→ Point annotation records
* BEGIN *
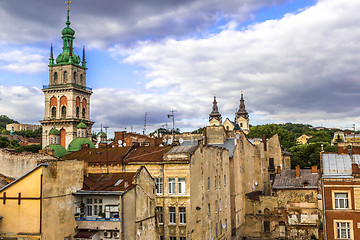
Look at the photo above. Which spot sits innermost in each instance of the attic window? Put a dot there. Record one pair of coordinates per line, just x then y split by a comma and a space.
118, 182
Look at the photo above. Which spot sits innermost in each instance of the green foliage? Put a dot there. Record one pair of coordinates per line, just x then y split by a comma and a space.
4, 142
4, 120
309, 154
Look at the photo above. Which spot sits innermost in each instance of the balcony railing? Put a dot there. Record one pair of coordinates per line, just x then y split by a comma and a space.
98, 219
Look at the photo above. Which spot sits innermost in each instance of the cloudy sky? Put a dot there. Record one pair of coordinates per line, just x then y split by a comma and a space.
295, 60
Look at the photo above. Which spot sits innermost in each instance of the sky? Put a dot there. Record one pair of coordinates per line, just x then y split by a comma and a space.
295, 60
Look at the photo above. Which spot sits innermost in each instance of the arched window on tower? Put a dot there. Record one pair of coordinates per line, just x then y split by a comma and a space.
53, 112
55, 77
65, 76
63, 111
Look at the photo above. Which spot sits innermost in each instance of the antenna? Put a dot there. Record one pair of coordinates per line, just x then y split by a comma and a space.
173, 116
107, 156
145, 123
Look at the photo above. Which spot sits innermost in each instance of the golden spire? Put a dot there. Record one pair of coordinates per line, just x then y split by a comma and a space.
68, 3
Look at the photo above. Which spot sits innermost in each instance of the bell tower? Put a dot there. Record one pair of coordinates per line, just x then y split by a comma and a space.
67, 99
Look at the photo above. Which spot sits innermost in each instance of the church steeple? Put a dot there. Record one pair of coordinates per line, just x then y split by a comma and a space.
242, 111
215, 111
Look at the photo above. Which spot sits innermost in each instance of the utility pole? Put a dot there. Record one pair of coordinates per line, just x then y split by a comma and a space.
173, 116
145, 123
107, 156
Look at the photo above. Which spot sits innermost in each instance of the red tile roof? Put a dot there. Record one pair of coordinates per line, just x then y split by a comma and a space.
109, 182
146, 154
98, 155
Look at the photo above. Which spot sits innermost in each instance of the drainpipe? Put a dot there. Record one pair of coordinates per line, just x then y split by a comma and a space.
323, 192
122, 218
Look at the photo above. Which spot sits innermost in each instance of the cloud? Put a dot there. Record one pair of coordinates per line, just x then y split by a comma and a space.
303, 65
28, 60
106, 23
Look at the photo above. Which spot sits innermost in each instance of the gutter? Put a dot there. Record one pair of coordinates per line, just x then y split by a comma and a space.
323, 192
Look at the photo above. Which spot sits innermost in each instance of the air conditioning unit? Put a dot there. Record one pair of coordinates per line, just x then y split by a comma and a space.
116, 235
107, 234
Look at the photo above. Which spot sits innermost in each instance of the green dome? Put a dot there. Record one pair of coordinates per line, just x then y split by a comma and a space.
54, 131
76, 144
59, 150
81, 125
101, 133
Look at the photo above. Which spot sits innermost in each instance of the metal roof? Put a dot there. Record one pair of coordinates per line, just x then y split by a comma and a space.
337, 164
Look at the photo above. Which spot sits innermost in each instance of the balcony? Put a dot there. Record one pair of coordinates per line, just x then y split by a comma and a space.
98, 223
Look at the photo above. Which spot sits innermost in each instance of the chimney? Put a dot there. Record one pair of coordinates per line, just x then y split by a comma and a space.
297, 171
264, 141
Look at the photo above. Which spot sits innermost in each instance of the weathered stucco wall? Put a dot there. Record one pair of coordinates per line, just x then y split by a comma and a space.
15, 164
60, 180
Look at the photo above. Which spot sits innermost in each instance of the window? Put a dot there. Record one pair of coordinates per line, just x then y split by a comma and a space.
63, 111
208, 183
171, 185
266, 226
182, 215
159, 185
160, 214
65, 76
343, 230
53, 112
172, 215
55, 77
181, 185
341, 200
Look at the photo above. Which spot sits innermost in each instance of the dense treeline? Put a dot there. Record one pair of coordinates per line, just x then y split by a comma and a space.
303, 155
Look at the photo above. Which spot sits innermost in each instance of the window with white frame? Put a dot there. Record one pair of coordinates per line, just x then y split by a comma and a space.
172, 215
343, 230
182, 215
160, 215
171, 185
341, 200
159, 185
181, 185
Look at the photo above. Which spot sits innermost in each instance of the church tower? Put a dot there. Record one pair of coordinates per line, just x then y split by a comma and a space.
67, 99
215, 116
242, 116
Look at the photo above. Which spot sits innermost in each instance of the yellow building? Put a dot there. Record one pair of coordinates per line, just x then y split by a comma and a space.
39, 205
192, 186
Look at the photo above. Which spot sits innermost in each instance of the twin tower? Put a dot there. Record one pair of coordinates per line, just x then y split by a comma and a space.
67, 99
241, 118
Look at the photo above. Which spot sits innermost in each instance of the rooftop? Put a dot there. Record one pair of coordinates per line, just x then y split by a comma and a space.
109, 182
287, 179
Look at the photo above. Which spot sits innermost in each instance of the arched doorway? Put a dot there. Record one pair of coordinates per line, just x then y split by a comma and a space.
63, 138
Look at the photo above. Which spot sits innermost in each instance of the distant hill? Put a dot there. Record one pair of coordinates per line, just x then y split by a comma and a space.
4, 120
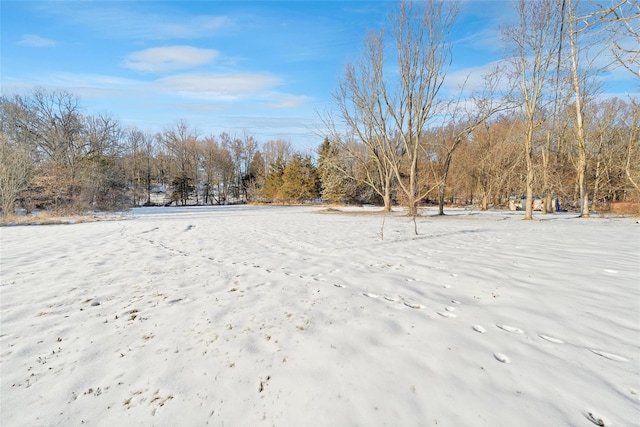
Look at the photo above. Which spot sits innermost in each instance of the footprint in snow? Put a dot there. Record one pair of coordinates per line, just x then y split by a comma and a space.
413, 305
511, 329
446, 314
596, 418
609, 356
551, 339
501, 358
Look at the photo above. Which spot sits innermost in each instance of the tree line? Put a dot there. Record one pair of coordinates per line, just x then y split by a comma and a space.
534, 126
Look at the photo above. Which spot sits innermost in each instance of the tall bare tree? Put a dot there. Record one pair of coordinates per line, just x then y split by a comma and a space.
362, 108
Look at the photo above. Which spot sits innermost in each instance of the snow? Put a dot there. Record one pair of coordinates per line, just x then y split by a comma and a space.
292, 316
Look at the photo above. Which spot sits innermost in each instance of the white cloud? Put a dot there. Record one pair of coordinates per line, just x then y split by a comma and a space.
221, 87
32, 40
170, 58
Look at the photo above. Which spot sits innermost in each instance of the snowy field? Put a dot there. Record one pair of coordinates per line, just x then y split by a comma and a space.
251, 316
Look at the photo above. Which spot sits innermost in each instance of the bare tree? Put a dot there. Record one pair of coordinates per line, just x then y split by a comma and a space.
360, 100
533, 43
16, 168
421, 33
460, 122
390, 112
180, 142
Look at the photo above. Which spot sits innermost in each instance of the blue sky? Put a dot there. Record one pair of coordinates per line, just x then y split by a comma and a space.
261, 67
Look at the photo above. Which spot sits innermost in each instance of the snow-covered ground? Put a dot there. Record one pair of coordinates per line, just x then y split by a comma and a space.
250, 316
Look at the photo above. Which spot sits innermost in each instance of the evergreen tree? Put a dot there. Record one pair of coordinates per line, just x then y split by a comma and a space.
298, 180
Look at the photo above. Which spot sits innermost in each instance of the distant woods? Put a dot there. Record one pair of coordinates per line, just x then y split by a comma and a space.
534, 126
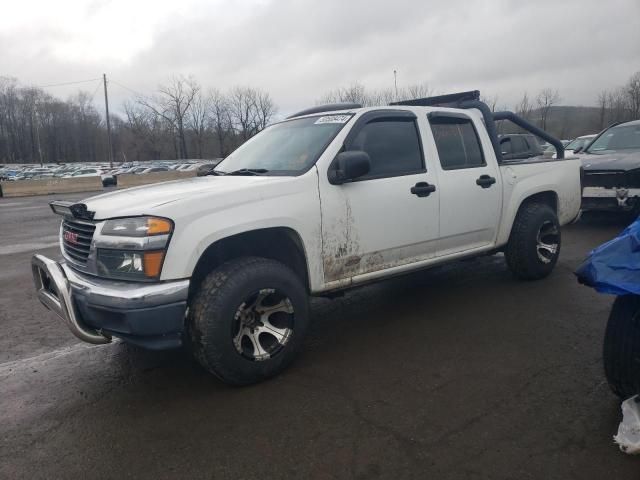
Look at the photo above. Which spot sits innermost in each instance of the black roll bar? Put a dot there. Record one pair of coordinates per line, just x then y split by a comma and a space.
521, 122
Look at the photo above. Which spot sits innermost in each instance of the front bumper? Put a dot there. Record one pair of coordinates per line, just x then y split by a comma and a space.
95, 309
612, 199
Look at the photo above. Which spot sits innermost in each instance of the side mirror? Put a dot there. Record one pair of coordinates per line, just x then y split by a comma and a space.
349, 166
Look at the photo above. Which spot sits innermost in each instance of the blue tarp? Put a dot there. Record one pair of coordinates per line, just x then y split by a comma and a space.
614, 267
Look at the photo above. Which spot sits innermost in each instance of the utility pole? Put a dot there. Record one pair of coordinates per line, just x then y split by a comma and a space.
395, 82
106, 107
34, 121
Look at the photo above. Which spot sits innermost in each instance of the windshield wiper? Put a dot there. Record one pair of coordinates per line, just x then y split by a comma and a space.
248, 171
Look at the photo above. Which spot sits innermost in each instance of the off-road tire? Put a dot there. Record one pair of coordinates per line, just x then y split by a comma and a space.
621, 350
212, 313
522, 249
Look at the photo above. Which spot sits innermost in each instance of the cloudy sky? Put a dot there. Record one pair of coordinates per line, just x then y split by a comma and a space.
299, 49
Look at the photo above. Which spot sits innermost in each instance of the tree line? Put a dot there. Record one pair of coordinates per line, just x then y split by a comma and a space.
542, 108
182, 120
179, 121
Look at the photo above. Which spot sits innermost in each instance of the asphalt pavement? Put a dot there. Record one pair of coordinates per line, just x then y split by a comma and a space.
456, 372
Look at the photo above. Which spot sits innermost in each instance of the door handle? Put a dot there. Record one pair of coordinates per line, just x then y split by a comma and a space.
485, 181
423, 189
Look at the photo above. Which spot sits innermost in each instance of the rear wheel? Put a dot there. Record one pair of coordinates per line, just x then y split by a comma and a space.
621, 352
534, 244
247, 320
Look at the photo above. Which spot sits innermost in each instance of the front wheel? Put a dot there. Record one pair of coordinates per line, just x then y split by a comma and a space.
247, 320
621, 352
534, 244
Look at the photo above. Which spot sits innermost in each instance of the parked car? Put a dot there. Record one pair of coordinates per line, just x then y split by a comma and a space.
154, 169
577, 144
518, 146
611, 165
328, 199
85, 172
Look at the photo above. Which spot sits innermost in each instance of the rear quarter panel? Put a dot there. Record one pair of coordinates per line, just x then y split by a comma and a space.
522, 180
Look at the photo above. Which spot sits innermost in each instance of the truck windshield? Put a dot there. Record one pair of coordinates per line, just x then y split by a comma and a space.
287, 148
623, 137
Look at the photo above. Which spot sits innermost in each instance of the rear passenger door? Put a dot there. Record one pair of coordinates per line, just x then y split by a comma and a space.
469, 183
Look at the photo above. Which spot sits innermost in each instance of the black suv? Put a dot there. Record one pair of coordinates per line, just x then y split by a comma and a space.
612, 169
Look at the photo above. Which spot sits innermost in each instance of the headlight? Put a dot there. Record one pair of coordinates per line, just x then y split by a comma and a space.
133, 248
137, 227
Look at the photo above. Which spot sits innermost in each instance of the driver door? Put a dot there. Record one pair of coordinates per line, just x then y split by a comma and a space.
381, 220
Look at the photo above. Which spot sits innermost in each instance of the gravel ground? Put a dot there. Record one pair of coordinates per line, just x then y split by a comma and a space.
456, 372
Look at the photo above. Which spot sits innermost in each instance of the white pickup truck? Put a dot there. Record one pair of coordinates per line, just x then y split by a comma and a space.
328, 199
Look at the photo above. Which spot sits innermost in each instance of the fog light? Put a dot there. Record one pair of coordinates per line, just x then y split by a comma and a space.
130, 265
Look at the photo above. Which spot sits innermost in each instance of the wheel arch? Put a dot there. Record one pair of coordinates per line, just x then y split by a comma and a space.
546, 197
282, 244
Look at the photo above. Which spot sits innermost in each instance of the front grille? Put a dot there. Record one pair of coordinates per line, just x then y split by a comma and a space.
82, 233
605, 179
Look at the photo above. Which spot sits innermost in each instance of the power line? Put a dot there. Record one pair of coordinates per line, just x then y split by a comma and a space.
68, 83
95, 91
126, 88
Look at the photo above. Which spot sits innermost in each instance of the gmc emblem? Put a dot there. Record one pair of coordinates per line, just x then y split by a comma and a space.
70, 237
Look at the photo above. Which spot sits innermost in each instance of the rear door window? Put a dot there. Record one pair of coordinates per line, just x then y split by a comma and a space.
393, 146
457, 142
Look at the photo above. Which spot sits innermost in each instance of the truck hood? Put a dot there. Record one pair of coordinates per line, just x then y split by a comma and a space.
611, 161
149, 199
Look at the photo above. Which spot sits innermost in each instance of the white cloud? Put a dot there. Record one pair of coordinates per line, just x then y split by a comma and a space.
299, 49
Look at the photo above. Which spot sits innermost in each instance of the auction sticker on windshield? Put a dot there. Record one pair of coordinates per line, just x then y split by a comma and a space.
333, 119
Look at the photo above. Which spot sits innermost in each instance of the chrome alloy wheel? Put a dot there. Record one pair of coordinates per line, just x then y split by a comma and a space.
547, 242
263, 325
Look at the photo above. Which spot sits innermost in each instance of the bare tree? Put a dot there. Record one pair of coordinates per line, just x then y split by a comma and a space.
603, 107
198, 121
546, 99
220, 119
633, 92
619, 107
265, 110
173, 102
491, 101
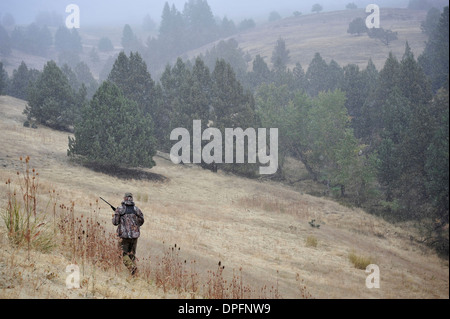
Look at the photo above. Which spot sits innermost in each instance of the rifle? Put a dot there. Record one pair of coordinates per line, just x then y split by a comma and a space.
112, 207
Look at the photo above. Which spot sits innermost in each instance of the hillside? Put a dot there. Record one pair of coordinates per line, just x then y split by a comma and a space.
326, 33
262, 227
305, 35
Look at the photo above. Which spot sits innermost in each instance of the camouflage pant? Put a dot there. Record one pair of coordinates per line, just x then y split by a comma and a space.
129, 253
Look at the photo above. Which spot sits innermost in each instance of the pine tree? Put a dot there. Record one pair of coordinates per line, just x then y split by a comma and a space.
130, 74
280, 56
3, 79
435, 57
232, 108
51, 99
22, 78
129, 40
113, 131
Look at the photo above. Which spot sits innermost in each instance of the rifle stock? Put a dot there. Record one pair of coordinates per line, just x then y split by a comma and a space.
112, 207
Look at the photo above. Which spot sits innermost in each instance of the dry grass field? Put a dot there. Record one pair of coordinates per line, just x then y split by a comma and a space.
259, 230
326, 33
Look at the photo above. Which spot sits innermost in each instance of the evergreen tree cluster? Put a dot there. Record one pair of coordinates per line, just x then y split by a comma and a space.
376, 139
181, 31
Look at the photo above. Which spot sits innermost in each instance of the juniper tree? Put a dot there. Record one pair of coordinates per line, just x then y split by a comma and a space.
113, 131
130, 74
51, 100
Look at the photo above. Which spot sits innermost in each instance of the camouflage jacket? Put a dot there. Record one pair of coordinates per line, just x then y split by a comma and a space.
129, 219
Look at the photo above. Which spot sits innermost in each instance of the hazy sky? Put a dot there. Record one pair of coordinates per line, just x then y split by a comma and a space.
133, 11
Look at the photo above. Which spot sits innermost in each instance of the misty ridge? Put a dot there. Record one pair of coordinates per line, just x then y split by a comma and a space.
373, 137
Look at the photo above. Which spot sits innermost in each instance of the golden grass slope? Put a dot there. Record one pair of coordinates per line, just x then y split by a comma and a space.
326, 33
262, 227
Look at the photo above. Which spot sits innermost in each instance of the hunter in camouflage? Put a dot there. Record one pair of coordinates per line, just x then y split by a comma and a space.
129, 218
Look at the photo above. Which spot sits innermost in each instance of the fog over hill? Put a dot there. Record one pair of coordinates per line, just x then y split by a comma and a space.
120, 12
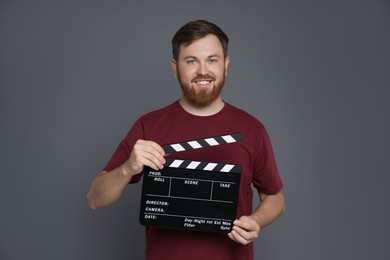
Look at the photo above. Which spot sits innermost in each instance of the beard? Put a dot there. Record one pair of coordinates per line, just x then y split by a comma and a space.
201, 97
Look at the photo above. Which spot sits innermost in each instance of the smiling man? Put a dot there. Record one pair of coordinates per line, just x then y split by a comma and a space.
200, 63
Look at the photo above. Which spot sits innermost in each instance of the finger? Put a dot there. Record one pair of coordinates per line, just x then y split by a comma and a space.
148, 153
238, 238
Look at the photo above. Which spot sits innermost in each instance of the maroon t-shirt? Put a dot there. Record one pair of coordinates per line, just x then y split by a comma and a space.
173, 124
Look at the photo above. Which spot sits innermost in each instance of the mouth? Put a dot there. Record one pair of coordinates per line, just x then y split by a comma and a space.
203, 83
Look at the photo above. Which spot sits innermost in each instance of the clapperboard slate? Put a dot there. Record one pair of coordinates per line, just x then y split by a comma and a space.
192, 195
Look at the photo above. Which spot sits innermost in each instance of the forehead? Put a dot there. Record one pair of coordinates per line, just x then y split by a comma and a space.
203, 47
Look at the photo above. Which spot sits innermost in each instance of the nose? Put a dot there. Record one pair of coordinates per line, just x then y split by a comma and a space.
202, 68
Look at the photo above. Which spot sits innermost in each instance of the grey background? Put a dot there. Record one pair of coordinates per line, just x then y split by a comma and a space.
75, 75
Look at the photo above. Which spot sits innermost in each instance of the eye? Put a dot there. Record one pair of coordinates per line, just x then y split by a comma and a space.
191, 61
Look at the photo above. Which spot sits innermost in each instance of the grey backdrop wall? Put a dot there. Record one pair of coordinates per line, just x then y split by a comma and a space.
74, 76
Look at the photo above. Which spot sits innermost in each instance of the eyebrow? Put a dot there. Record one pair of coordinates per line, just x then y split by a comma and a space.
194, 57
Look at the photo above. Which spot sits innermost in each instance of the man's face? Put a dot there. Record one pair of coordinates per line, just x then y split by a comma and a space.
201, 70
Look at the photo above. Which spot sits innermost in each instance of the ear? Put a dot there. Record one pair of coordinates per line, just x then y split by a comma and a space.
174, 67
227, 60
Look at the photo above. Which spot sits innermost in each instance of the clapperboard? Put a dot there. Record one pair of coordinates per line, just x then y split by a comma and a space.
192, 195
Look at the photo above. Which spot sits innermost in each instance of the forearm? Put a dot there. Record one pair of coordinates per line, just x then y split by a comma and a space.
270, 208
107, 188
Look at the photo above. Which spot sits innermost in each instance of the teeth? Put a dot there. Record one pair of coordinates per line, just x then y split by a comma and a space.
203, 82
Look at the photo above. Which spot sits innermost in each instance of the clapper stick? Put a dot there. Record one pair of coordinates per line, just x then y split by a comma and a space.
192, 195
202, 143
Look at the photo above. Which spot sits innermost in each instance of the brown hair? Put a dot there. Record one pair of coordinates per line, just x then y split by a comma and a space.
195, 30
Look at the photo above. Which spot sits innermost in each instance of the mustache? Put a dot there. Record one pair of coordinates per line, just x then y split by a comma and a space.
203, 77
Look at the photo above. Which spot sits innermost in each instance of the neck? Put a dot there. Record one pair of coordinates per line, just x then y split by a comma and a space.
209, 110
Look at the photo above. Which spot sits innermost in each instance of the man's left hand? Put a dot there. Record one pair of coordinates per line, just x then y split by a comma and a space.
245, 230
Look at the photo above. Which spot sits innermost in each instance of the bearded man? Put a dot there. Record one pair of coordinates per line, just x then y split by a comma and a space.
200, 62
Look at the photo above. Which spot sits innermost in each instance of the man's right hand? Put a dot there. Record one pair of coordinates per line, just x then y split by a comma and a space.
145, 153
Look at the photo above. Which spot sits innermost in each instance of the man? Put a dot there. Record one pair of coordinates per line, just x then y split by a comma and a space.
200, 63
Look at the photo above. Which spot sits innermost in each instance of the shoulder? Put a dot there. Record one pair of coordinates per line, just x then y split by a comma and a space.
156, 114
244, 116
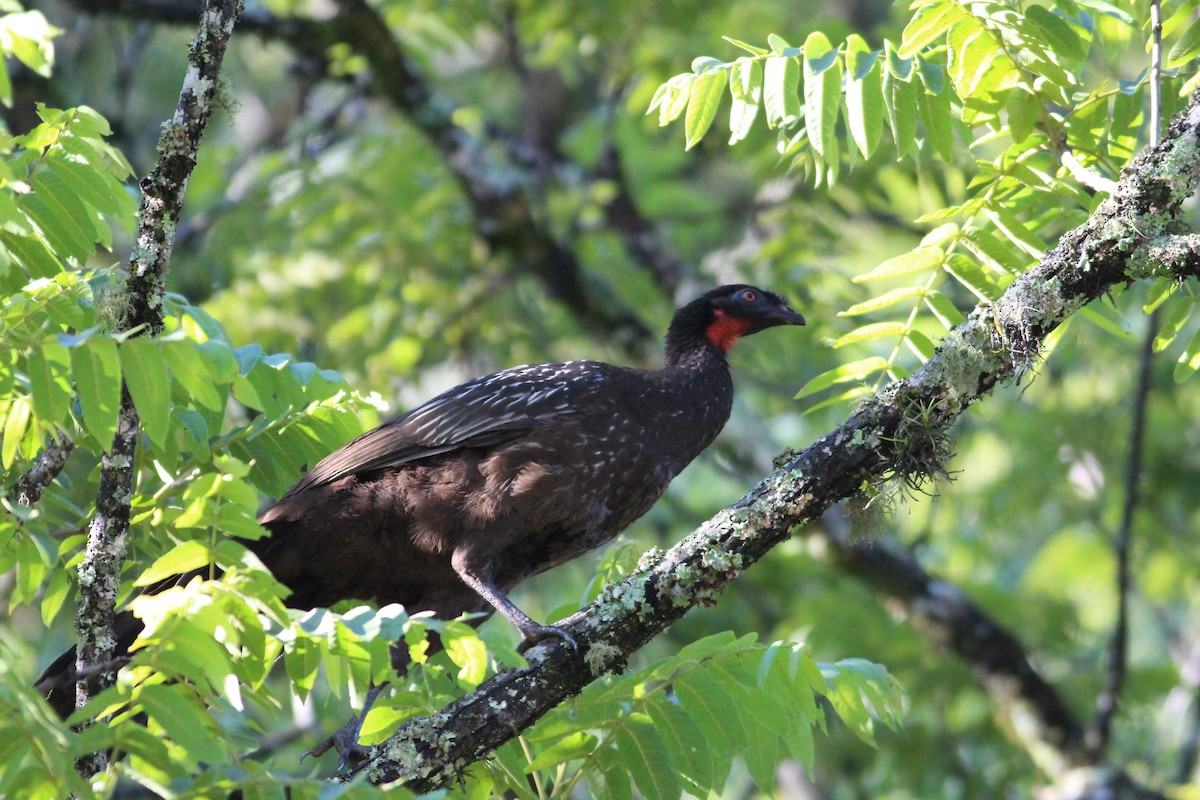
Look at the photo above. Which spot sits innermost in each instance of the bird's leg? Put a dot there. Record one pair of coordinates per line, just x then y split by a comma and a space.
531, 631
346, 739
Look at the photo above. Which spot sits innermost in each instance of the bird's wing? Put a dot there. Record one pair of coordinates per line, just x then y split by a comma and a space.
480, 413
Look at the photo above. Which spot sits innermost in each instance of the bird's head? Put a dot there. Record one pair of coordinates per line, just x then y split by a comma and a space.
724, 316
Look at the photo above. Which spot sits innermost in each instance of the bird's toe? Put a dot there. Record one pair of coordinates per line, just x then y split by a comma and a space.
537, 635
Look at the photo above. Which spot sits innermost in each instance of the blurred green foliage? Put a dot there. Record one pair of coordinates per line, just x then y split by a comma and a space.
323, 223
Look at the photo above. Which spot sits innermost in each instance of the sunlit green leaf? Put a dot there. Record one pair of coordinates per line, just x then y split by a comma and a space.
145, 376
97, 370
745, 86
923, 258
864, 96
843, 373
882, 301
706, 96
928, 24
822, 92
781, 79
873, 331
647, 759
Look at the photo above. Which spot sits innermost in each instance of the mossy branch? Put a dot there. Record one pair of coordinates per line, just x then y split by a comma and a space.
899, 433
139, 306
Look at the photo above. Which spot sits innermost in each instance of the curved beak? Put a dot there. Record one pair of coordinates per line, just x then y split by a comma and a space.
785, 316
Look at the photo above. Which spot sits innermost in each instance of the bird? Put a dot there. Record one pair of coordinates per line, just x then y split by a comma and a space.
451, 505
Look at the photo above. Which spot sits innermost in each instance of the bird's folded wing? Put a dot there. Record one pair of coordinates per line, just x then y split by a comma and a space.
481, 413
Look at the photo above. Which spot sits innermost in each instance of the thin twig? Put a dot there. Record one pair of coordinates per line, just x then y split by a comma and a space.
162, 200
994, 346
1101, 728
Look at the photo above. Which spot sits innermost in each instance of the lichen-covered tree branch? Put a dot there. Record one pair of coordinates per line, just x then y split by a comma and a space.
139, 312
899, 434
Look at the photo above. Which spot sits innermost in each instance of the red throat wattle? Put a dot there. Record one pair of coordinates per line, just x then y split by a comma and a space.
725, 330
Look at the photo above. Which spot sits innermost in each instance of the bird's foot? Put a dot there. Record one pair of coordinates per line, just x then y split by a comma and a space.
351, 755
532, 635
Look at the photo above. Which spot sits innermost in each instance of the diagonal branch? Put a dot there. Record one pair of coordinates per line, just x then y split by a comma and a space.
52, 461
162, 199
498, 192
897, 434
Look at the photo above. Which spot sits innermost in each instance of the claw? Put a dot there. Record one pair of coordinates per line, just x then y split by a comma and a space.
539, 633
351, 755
* END *
Reproduce precisely the span of lines that begins at the line containing "the red throat" and ends with the last line of the listing.

→ THE REPLY
Look at the photo above. Which spot sits innermost in each instance of the red throat wattle? Put a dot there. Record one pair of coordinates per line, just x then y split by a comma and a space.
725, 330
Look at the photo above. Which spot sits innermost in each instance of the bird's foot? Put a dot there. Record one pair of coordinates per line, just x then y split by a comma and a space.
351, 755
532, 635
Look at the photo above. Which spot sits innermost in each instance of the diagonal branch? Put a dot there. Record one pair of coordinates per line, just x then y split by a comma and a space.
52, 461
162, 199
498, 192
897, 434
Look at the photo above. Which spot sits innermost in each instance of the claw? Put a dot there. Record one pair of coordinates per line, just x then y split by a comma and a space.
539, 633
351, 755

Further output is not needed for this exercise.